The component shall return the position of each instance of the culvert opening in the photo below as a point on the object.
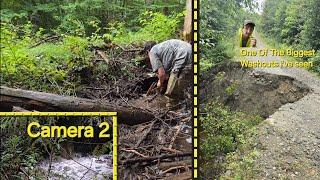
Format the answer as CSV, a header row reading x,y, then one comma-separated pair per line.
x,y
248,90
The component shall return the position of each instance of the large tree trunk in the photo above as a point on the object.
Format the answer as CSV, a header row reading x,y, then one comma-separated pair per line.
x,y
41,101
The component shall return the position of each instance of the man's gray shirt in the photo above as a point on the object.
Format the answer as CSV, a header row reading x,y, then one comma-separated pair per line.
x,y
172,55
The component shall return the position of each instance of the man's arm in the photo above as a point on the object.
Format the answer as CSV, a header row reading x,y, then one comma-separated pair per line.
x,y
157,66
162,76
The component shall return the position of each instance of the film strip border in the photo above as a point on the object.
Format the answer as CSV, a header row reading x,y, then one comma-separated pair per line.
x,y
195,25
114,126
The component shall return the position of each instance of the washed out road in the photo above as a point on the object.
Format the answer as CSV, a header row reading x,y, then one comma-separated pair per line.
x,y
289,139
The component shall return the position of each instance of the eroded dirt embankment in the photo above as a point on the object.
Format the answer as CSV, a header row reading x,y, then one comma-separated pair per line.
x,y
288,141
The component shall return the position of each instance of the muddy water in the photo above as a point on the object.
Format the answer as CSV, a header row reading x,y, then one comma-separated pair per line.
x,y
89,167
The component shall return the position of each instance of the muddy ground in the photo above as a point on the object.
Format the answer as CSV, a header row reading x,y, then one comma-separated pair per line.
x,y
143,147
249,91
160,148
287,141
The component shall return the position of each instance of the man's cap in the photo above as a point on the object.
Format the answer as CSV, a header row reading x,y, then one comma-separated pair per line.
x,y
246,22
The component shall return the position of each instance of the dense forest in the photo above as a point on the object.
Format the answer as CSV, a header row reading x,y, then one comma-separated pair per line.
x,y
89,49
295,23
43,41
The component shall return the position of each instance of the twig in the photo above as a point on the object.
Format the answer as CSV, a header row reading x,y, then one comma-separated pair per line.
x,y
87,170
175,136
171,150
135,152
104,57
160,157
174,168
25,173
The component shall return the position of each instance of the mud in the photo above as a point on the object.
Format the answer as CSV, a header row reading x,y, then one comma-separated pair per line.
x,y
250,91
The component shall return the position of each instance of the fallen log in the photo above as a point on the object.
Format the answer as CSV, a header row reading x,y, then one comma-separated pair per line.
x,y
41,101
153,158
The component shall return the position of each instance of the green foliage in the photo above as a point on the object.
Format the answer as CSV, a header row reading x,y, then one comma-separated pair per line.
x,y
223,132
220,21
155,26
295,23
17,158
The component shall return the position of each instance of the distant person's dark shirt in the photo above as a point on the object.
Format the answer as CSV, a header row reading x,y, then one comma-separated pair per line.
x,y
244,43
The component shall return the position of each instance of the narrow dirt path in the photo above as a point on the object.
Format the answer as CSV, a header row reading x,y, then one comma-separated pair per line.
x,y
289,140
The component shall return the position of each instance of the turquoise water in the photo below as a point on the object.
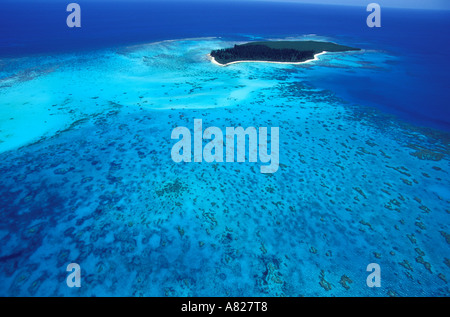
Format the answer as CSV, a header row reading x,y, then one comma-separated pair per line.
x,y
87,177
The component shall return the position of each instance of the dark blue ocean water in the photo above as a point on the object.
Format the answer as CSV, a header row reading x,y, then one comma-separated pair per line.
x,y
419,37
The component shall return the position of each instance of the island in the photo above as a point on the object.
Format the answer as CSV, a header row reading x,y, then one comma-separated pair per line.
x,y
286,52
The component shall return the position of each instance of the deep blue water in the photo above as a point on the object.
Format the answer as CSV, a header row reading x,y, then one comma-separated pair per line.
x,y
353,187
419,37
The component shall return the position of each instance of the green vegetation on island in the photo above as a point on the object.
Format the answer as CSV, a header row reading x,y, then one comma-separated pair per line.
x,y
277,51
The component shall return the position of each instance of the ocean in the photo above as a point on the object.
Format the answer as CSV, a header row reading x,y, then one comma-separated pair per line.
x,y
85,139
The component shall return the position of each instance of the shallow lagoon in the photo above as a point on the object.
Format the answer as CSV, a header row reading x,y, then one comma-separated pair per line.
x,y
87,177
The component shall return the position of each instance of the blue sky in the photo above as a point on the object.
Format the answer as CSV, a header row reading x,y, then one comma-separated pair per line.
x,y
414,4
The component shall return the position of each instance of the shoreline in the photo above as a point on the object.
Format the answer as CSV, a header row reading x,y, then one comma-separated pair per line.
x,y
213,60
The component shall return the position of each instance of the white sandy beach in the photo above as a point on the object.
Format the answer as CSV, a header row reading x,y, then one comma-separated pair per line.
x,y
213,60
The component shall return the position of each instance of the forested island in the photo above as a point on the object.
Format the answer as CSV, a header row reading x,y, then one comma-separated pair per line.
x,y
276,51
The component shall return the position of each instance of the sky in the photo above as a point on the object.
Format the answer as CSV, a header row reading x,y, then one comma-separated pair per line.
x,y
412,4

YOUR GOAL –
Put the material above into a two-column CSV with the header text,answer, giving one row for each stretch of material and the answer that follows it, with each value in a single quoted field and its line breaks turned into spaces. Leave the pictures out.

REPLY TO THE TASK –
text,answer
"The component shall return the position of each instance of the culvert opening in the photo below as a point on the object. Format the answer as CSV, a header row reading x,y, then one comma-separated pair per line.","x,y 248,90"
"The component shall return the position of each instance of the large tree trunk in the photo above as a point on the object. Format the answer as CSV, a header row reading x,y, then one comma-separated pair per line.","x,y 41,101"
"The component shall return the position of each instance of the man's gray shirt in the photo above as a point on the object. Format the answer as CSV, a header row reading x,y, then one comma-separated pair per line.","x,y 172,55"
"The component shall return the position of each instance of the man's arm in the photo above as a point on the object. Format the answer as CSV, a header row reading x,y, then one comma-separated pair per line.","x,y 157,66 162,76"
"The component shall return the position of each instance of the film strip border in the photo above as a point on the object. Format the answer as CSV, a header row reading x,y, then one comma-separated pair per line.","x,y 195,25 114,126"
"The component shall return the position of each instance of the washed out road in the photo above as a point on the object. Format the answer as CSV, a header row reading x,y, then one comma-separated pair per line.","x,y 289,139"
"The component shall return the position of each instance of the eroded dirt embankment in the photo above as a point on the object. Format the answer as CSV, a header row reading x,y, then one comma-separated pair per line.","x,y 288,141"
"The component shall return the position of each instance of the muddy water in the photo above as a point on the object. Format the answer as CSV, a header row reading x,y, then one comma-separated pair per line.","x,y 89,167"
"The component shall return the position of each instance of the muddy ground in the photo above as a point on the object. Format the answer as CSV, a header row reading x,y, then one comma-separated pair per line.","x,y 143,147 249,91 160,148 287,141"
"The component shall return the position of each instance of the man's cap in the photo above as a point on the object. Format the answer as CSV, a header row reading x,y, then one comma-separated pair per line.","x,y 246,22"
"The component shall return the position of each instance of the dense forest in the photo above as a point on the object. Format the answer as CSV, a header row reading x,y, then one comma-separated pair per line.","x,y 89,49 295,23 43,41"
"The component shall return the position of each instance of the twig in the photo above as a point on the object. Format the answer as CSV, a header row reading x,y, then one comma-separated pair per line.","x,y 87,170 175,136 171,150 135,152 104,57 160,157 174,168 25,173"
"The component shall return the position of each instance of the mud in the photo above as a point on the object. Format the answer as CSV, a header row reading x,y, then one comma-separated pair per line.","x,y 250,91"
"The component shall return the position of each instance of the fallen log in the photo above as a point on the object. Format the answer as CSV, a header row reading x,y, then one comma-separated pair per line.","x,y 41,101 153,158"
"The component shall return the position of each instance of the green foliage in the photo above as a point on the object. Format the answer as CSV, a header row reading x,y, then one comma-separated pair per line.","x,y 223,132 220,21 155,26 295,23 17,158"
"The component shall return the position of each instance of the distant person's dark shirt in the photo above as a point on the object. Format the answer as CSV, a header row reading x,y, then one comma-separated pair per line.","x,y 244,43"
"The component shall return the position of each instance of the narrow dirt path in the photo above as a point on the object. Format the answer as CSV, a header row reading x,y, then one comma-separated pair per line.","x,y 289,140"
"The component shall return the position of each instance of the turquoise water in the photo below as a point on the object. Format the answer as CSV, a header row reading x,y, then one comma-separated pair per line.","x,y 87,177"
"The component shall return the position of each instance of the dark blue ocean water in the photo above as a point on the object. Format the answer as CSV, a header row reading x,y, then one comma-separated pair per line.","x,y 419,37"
"The component shall return the position of each instance of the island in the photo above as a point on the object. Format the answer as CSV, a header row reading x,y, then one comma-separated pair per line.","x,y 286,52"
"The component shall return the position of each instance of the deep blue water in the photo above as a point on the object. Format the answer as CSV, a header row reading x,y, then one comma-separated pair per line.","x,y 353,187 419,37"
"The component shall return the position of each instance of the green vegetation on island in the photo above as a point on the object. Format the answer as CSV, a header row reading x,y, then one comma-separated pair per line.","x,y 277,51"
"The component shall return the position of each instance of the ocean in the photo above as a point on the object. Format the answer as CSV, a header row reading x,y, then one comma-separated pair per line.","x,y 85,139"
"The component shall return the position of each instance of the shallow lagoon in the photo above as a point on the object. Format the answer as CSV, a header row reading x,y, then one comma-separated pair per line.","x,y 87,177"
"The component shall return the position of each instance of the blue sky in the photo above as a point on the object. Format the answer as CSV, a header row reading x,y, then one comma-separated pair per line.","x,y 414,4"
"The component shall return the position of each instance of the shoreline in the photo above as a point on the object. Format the answer as CSV, a header row reading x,y, then one comma-separated pair per line.","x,y 213,60"
"The component shall return the position of each instance of the white sandy beach in the photo above as a point on the object. Format the answer as CSV, a header row reading x,y, then one comma-separated pair per line.","x,y 213,60"
"The component shall return the position of each instance of the forested island in the photo above as a point on the object. Format the answer as CSV, a header row reading x,y, then one comma-separated pair per line.","x,y 276,51"
"The component shall return the position of each instance of the sky in the photo above as a point on the object. Format the answer as CSV, a header row reading x,y, then one comma-separated pair per line.","x,y 412,4"